*Dataset items*:
=== Section Start ===

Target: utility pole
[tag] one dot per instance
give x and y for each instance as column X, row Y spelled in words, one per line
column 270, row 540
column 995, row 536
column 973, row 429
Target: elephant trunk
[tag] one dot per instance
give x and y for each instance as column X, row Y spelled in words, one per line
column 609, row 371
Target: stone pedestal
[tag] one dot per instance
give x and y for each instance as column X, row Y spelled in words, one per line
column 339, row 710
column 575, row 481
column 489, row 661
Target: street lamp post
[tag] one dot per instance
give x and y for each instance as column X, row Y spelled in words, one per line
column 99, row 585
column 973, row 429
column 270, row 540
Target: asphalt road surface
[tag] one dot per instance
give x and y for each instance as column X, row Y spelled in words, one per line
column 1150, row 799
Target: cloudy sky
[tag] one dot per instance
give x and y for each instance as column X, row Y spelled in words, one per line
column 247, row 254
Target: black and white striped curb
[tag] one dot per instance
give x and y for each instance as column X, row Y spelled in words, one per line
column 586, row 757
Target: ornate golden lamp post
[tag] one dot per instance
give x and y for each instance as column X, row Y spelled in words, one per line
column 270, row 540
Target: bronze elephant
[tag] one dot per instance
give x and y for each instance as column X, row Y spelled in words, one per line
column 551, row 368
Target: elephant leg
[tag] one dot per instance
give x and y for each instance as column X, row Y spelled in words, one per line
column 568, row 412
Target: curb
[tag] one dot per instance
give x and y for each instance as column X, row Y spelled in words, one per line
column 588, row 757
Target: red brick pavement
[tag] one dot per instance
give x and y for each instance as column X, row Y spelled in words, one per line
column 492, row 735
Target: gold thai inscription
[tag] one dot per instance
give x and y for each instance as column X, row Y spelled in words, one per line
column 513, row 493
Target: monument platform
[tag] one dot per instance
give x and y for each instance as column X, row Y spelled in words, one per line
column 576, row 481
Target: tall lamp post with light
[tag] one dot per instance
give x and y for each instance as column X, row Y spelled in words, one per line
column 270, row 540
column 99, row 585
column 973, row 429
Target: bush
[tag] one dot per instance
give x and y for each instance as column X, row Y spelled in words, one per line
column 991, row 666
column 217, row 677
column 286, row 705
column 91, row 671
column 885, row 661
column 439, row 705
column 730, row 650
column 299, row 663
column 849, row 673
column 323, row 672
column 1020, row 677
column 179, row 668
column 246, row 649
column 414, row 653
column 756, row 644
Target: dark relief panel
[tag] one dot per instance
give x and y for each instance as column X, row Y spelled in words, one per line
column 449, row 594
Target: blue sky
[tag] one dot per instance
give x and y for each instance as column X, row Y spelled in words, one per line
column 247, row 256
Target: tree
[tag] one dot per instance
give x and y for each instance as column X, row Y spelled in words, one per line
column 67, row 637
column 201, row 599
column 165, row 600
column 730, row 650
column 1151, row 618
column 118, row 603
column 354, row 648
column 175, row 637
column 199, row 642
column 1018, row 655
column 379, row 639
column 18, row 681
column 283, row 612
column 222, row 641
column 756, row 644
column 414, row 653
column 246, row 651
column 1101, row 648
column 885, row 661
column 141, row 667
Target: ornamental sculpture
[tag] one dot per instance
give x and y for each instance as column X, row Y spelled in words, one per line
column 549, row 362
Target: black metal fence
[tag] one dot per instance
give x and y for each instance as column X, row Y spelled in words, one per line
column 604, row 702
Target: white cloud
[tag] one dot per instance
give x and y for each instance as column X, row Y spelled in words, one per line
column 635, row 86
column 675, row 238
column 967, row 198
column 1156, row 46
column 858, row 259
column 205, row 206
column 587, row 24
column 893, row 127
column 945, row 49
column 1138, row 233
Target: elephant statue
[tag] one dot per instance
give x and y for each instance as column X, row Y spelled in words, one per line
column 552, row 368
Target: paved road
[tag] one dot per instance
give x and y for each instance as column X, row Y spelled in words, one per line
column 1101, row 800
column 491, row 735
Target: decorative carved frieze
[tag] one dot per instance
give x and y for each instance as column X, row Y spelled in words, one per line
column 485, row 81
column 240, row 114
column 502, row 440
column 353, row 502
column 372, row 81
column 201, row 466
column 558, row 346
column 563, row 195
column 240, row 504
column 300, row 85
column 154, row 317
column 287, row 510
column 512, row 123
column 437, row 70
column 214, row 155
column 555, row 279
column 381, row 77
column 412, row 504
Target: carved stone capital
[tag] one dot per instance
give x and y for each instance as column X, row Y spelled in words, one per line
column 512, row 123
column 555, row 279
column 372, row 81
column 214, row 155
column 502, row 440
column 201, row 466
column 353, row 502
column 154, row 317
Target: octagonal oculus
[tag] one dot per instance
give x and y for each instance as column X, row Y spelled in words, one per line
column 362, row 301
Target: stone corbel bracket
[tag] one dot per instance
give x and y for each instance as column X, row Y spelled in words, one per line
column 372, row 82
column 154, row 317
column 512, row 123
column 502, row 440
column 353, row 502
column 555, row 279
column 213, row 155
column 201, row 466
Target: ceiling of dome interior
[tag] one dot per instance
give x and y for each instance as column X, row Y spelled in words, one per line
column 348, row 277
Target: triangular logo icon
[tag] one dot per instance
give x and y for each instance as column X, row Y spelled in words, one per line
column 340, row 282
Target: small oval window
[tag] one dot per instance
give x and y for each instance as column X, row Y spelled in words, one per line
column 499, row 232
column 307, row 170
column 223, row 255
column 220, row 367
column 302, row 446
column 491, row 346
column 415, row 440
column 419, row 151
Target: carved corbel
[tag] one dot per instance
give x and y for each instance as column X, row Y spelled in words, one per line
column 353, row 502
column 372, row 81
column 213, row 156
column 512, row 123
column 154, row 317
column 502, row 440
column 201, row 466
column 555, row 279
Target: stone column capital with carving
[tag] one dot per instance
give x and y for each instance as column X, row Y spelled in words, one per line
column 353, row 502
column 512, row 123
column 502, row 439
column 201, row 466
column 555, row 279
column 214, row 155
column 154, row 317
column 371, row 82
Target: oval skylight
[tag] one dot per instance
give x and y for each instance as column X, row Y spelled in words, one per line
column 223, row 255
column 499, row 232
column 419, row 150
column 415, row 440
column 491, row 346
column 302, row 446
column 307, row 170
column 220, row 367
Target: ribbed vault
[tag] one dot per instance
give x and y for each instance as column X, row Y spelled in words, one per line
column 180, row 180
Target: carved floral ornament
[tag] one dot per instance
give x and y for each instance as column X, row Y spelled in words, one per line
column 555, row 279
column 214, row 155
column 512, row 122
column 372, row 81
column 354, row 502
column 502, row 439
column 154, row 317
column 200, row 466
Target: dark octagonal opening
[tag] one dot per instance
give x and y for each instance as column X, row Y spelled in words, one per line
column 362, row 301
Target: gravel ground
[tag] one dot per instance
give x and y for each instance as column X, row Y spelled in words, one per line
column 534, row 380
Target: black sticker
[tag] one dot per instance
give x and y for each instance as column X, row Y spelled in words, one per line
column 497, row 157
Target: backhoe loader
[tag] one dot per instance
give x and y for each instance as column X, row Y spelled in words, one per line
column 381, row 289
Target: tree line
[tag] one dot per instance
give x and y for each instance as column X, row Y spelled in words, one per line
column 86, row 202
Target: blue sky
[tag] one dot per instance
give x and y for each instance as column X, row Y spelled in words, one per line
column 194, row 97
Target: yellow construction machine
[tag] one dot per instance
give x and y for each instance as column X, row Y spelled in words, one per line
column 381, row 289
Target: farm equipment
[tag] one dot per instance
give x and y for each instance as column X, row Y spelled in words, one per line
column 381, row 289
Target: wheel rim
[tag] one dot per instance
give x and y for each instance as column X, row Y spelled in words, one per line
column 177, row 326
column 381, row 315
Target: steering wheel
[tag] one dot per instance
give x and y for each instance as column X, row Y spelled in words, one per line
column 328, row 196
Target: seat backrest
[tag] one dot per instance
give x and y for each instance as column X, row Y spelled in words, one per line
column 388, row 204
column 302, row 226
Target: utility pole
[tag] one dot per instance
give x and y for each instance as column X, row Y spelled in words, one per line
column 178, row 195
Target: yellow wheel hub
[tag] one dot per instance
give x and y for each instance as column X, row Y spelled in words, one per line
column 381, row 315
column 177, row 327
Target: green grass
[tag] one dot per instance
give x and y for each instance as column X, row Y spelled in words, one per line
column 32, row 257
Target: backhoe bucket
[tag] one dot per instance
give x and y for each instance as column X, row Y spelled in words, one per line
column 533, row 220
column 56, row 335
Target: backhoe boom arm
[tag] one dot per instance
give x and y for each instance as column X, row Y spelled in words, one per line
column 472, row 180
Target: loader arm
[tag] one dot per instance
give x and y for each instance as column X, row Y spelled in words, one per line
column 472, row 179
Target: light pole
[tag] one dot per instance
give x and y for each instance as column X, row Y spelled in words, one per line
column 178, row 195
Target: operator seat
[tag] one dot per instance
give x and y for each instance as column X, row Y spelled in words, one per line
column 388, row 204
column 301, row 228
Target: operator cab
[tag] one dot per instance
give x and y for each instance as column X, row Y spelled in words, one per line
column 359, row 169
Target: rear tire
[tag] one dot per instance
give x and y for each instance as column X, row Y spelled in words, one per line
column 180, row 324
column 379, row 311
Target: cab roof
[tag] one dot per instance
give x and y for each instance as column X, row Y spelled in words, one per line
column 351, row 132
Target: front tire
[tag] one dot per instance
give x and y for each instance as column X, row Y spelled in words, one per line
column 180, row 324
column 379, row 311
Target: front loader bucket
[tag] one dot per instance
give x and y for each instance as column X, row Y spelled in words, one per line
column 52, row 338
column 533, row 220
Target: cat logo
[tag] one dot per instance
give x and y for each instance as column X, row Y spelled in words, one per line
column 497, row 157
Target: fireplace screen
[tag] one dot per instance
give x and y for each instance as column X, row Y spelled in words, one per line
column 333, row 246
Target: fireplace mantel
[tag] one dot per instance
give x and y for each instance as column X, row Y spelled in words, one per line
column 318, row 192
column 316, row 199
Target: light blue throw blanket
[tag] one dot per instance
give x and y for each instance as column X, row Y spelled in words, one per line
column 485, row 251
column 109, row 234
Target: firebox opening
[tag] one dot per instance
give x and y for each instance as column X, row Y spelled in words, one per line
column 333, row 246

=== Section End ===

*THE TASK*: Using the records, find how many lines include the string "front" and report that number alone.

*OUTPUT*: 2